● **Text excerpt**
▼

DEI and Pro Bono Crumble as Trump Bulldozes Big Law

Is the White House's war on law firms hurting vulnerable defendants most?

trump law firm war headline
Image by Adobe Stock/Narongsag

David L. Brown

August 8, 2025 09:00 AM

Four months have passed since President Donald Trump began a pressure campaign to punish law firms that worked for clients who opposed him and his administration’s allies. As the dust settles, the resulting deals Trump made with major law firms appear to be having their desired effect.

Vulnerable litigants in politically sensitive areas, like immigration, are struggling to find pro bono legal support—particularly from firms among the highest-grossing and most profitable in the country. And at many of those same firms, diversity efforts—long believed essential to increasing the number minority and women partners—are being scaled back, abandoned, or hidden from public view.

As one pro bono leader recently said, the decline in support comes just when it is needed most, Law.com reported.

Law firms are holding back, even as the administration routinely takes actions that traditionally would have triggered a wave of litigation. “Those two things are coming together to create a much bigger gap than we’ve had before,” the pro bono leader said.

Major Firms Pull Back

How deep are the problems? The administration’s crackdown on firms “is undermining legal defenses for the vulnerable,” Reuters reported in its recent broad investigation.

Based upon its interviews with dozens of lawyers and legal nonprofit leaders, reviews of major law firm websites, and analysis of millions of court records, Reuters reported that “dozens of major law firms, wary of political retaliation, have scaled back pro bono work, diversity initiatives and litigation that could place them in conflict with the Trump administration.”

Forty-six of the American Lawyer’s 50 highest-grossing firms have “have removed or altered website references to diversity, equity, and inclusion." In addition, 17 eliminated mentions of immigration and racial justice from the pro bono descriptions on their sites, and three added information about their support of Trump-backed pro bono causes.

▲

● **Written task 1**
Transcribe the law-firm article word for word, everything from "trump law firm" down to "their desired effect.".
● **Written task 2**
Pick up the law-firm article after its last sentence and keep writing it.

● **Raw data**

▼

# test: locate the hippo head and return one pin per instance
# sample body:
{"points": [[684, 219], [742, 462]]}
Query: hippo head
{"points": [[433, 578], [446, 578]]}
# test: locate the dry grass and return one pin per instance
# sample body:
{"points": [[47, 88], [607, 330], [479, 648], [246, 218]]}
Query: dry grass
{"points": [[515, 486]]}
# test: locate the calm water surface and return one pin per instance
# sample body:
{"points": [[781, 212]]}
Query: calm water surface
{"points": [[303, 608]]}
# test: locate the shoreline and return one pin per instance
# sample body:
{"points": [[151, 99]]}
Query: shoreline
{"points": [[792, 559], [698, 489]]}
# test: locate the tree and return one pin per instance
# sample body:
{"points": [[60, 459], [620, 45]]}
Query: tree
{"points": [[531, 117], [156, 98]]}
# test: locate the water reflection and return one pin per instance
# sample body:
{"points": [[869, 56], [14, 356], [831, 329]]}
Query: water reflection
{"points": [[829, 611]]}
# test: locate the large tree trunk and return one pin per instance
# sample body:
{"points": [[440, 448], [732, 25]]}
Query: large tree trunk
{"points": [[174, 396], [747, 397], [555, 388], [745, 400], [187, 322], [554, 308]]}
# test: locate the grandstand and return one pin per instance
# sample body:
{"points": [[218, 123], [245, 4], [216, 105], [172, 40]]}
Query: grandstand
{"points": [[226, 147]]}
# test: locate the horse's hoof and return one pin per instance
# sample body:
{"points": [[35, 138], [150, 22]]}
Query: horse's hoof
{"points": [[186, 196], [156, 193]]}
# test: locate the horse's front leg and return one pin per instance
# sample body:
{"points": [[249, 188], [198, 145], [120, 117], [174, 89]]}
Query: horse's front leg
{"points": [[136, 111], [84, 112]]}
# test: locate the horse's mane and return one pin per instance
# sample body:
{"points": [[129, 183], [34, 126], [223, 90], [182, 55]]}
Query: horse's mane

▲

● **Exercise response 1**
trump law firm war headline
Image by Adobe Stock/Narongsag

David L. Brown

August 8, 2025 09:00 AM

Four months have passed since President Donald Trump began a pressure campaign to punish law firms that worked for clients who opposed him and his administration’s allies. As the dust settles, the resulting deals Trump made with major law firms appear to be having their desired effect.

● **Exercise response 2**
The number of Big Law firms involved in cases challenging Trump administration policies has cratered. Just 3% of suits filed under the Administrative Procedure Act since Trump returned to the White House have been handled by AmLaw 50 firms. In Trump’s first term, “those same firms were involved in almost 9%” of the cases.

“Many firms are making a strategic calculation: withdraw from pro bono work frowned on by Trump, or risk becoming the next target,” Reuters said.

Blacklisting Big Law

Beginning in February, President Trump issued a series of executive orders blacklisting several large firms that had worked for clients who had opposed him and or his allies. The orders suspended lawyers’ security clearances, blocked access to government buildings, prevented government hiring of firm employees, and required federal agencies to terminate contracts with firms.

Not only did the orders cut off firms’ access to the federal government, they also threatened clients with penalties if they were found to have hired targeted law firms to advise them on federal contracts.

At the same time, Trump’s Equal Employment Opportunity Commission sent letters to several AmLaw 100 firms requesting information about their employment practices around diversity, equity, and inclusion in order to determine whether the firms “discriminated against white or male employees, applicants, and training program participants,” the agency said.

Nine of the nation’s largest firms—fearing financial disaster as a result of the executive orders and EEOC letters—struck deals with Trump to end or dramatically revise DEI initiatives, hire lawyers from across the political spectrum, and offer financial concessions to fund pro-administration legal causes.

Skadden Arps Slate Meagher & Flom, Willkie Farr & Gallagher, Cadwalader, Wickersham & Taft, and Milbank pledged to spend $100 million on pro bono causes that the administration supports. Paul, Weiss, Rifkind, Wharton & Garrison agreed to $40 million. And Kirkland & Ellis, Allen Overy Shearman & Sterling, Latham & Watkins, and Simpson Thacher & Bartlett promised $125 million each. Taken together, the firms committed $940 million to Trump-backed pro bono efforts.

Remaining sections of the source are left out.